Mas a definição está longe de ser apenas uma simples escolha entre dois projetos viáveis. Por serem obras complexas e milionárias, numa região com um dos mais caros metros cúbicos de água do Brasil (média de R$ 4), elas devem gerar ainda muita polêmica. A maior controvérsia permeia justamente a opção em que o pólo mais se inclina a adotar, a de água de reuso, que tem a possibilidade de ser ofertada por duas companhias de saneamento: pela Sabesp, por meio de sua Estação de Tratamento de Esgoto (ETE) ABC, e pela concessionária privada de serviços de esgoto de Mauá, a Ecosama, por meio do projeto Sanear, que contempla a construção de uma estação de tratamento ao lado da Recap, em terreno já adquirido.

Briga no reuso – Há uma disputa de bastidores atrasando a tomada de decisão pelo reuso. O impasse começou quando a PQU decidiu, depois de estudar as duas possibilidades, a não depender apenas de um fornecedor. “Entendemos ser desconfortável para o pólo ficar na mão de uma única fonte”, afirmou o gerente Jorge Rosa. A posição da PQU foi formalizada por meio de uma carta de intenções enviada à Ecosama. A formalização aí foi necessária porque quando houve a concessão dos serviços de esgoto em Mauá, cuja concorrência pública em 2002 foi vencida pela construtora baiana Gautama, houve uma espécie de entendimento mútuo de que o pólo compraria a água de reuso da cidade.

Essa nova posição liderada pela PQU não agradou os planejadores da prefeitura e da concessionária de Mauá. É simples entender o descontentamento, visto que a concessão foi montada em cima da confiança em ter o pólo petroquímico como fiel cliente e, sobretudo, como principal viabilizador financeiro da obra. A venda da água de reuso daria o retorno sobre o investimento necessário para promover a universalização do tratamento de esgoto da cidade em um prazo não muito longo.

Embora o pólo não afirme desprezar a água da Ecosama, a menção a um outro novo ponto levantado pode deixar dúvidas. Isso porque faz parte também da nova intenção do pólo bancar os investimentos para viabilizar o outro projeto aventado em reuso: a compra do esgoto da Sabesp. Trata-se de obra avaliada em cerca de R$ 50 milhões, que consiste em construir uma tubulação de 14 km, interligando a ETE ABC situada no bairro do Sacomã, em São Paulo, com a Refap, e ainda uma estação elevatória na unidade da Sabesp. “Temos várias opções de financiamento”, diz Jorge Rosa.

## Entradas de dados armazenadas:
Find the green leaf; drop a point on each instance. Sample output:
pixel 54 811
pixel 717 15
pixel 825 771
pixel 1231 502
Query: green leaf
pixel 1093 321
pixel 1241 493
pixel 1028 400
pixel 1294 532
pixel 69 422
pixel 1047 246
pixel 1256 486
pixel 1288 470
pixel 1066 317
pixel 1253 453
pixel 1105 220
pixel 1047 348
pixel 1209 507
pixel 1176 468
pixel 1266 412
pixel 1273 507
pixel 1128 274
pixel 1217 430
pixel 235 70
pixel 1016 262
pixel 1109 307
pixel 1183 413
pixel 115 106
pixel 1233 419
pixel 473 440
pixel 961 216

## ENUNCIADO DA TAREFA:
Com base no texto sobre a água de reuso do pólo petroquímico, responda:
1. Qual é o preço médio do metro cúbico de água na região?
2. Que construtora venceu a concorrência pública de 2002 para a concessão dos serviços de esgoto em Mauá?
3. Qual é a extensão da tubulação prevista no projeto de compra do esgoto da Sabesp?
O material não tem relação com o texto.

## RESPOSTA:
1. R$ 4.
2. A construtora baiana Gautama.
3. 14 km.